Entries for labeling bounding boxes:
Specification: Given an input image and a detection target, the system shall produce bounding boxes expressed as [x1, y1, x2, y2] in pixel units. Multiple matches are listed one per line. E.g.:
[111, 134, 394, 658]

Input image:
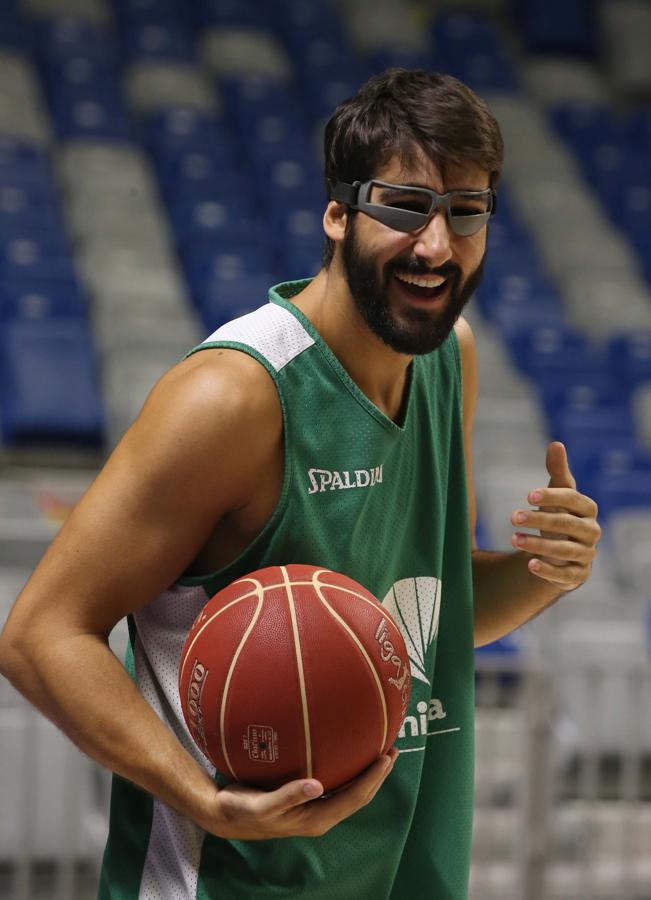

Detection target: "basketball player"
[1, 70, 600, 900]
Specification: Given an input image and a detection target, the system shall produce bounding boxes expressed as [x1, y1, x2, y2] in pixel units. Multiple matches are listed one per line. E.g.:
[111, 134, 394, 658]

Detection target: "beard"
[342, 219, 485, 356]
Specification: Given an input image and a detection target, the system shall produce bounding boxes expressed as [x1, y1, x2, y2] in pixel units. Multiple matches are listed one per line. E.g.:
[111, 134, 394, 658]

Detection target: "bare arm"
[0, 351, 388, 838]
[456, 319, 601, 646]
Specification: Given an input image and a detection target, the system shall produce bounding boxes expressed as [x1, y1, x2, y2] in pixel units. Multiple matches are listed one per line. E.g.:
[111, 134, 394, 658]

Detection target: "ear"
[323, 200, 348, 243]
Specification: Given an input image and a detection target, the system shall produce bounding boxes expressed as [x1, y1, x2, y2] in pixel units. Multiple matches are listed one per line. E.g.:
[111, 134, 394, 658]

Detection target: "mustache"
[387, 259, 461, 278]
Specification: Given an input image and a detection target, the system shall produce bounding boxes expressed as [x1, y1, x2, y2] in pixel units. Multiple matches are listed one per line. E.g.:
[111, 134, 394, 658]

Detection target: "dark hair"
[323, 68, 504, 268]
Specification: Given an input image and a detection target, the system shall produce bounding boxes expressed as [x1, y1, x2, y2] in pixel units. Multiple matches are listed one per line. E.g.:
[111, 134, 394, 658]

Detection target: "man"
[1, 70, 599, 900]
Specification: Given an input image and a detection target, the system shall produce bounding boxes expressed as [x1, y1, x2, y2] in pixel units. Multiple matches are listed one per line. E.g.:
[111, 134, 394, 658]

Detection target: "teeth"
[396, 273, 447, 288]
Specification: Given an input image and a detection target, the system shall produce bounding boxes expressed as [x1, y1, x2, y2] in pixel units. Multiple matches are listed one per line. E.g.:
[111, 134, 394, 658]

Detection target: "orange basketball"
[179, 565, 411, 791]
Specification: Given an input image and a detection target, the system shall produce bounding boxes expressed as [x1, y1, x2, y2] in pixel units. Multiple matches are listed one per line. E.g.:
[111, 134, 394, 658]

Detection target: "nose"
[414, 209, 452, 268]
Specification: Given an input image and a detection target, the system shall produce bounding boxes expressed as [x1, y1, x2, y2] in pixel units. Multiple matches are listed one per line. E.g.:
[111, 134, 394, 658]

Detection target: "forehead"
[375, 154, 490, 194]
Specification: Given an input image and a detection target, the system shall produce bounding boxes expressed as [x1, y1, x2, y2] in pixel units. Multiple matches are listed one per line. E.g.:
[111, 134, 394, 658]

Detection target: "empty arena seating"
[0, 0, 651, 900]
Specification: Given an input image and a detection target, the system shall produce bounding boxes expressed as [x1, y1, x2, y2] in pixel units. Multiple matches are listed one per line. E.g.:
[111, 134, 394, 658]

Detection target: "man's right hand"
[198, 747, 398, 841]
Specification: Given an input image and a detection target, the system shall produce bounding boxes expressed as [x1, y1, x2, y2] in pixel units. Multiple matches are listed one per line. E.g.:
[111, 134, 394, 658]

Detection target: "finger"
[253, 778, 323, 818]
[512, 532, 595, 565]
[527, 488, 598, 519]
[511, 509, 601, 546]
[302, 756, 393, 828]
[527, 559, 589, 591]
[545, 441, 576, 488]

(Directive) Reproduce all the records above word for word, omitting the pictures.

(Reply)
Specification: Given an input image and a detection target, the system shall produce bounding boxes expressed as [x1, y1, x2, y2] in pixel units. Multiple matches are listed one per line. E.g.:
[111, 134, 394, 658]

Input image:

Detection target: "basketball player"
[1, 70, 600, 900]
Specification: Given an input image and a detection target, the system shall produce bounding boxes expressed as [x1, y1, x2, y2] in pixel units. Multiple matches are listed one per line. E.g.:
[111, 134, 394, 658]

Detection target: "beard"
[342, 219, 485, 356]
Specification: Given an input image and a detection target, the system shall produce bounding boxes expressed as [x1, y1, x2, y2] in pixel units. Multiple matches are listed one per line. E.g.:
[111, 134, 394, 658]

Detection target: "bare arm"
[0, 351, 388, 838]
[456, 319, 601, 646]
Specification: Given an input image and a detection target, the system shall produce bounding boxes expressed as [x1, y1, x2, y2] in pixel units. Multiple matches are listed one per line. E.g.:
[111, 134, 394, 658]

Detection target: "ear"
[323, 200, 348, 243]
Specification: Given an input image and a detection target, the system shall produce bounding boxes expressed as [x1, y1, x2, y2] in pixel units. Multiple matches are listed one per line. E.g.:
[111, 134, 394, 658]

Detection target: "mustache"
[387, 259, 461, 278]
Specification: Given an input image and a detection target, the system shall produce bounding boxes expressed as [x1, y1, x2, y2] in pixel units. Multiple matches are listed one per line. E.g.:
[111, 134, 394, 658]

Detection target: "dark hair"
[323, 68, 504, 268]
Specification: Given an input image and a detection target, the system shall produce bounding boxes expressed as [x1, y1, x2, y2] in pixel units. Multiple matches are listed one per line. E.g.:
[111, 134, 394, 658]

Detection target: "man"
[1, 70, 599, 900]
Specification: Given an input image and a detection target, the system shall produce bounding boxes expressed as [x1, y1, x2, y2] in pixel units. Multiple matches are listed one per line. E.g.:
[111, 134, 394, 658]

Detection target: "teeth"
[396, 273, 447, 288]
Specification: Given an input image and a detection target, the system shall produce bounding boxes expressed as [x1, y1, x2, y2] in pixel units. Multiple matches are listed one per line. E.g.:
[111, 134, 394, 658]

Detection target: "orange basketball"
[179, 565, 411, 791]
Specification: Given an input image and a detection target, the system shall produce bounding boxes expressed as [x1, y1, x2, y2] in pixel units. Multiple matches are listed one per line. E.g.:
[111, 134, 394, 658]

Detection target: "nose"
[414, 209, 452, 268]
Specification: Given an input image and a detection target, the system shall produce bounding boxes expressed as [x1, y1, x2, y2] in pixel units. Multiple matches are listed one per line. E.g.:
[111, 134, 394, 658]

Detection target: "forehead"
[375, 154, 490, 194]
Specification: Given an input image and a detection target, the system shall produce bounding boxes expressed as [x1, y1, x2, y2] in pixel units. Multiple matches are listed one per line. E.g.:
[111, 134, 394, 658]

Detection target: "empty arena seating"
[0, 0, 651, 900]
Specification: Given an input image and a detection target, the system shall produce bounding boxes expressed as [x1, y1, x2, y2] in pixel units. Multiple matches are listed one per line. E.g.:
[111, 134, 394, 658]

Detection target: "man's right hand"
[198, 747, 398, 841]
Specification: Given an input image and a detection target, the system shall produce bounding boxes expressed as [x1, y1, x2, y2] in pixel units. Multiple matches are listed one per line. E.g.:
[111, 134, 394, 658]

Detection target: "finger"
[253, 778, 323, 818]
[512, 532, 595, 565]
[527, 488, 598, 519]
[511, 509, 601, 546]
[302, 756, 393, 828]
[527, 559, 589, 591]
[545, 441, 576, 488]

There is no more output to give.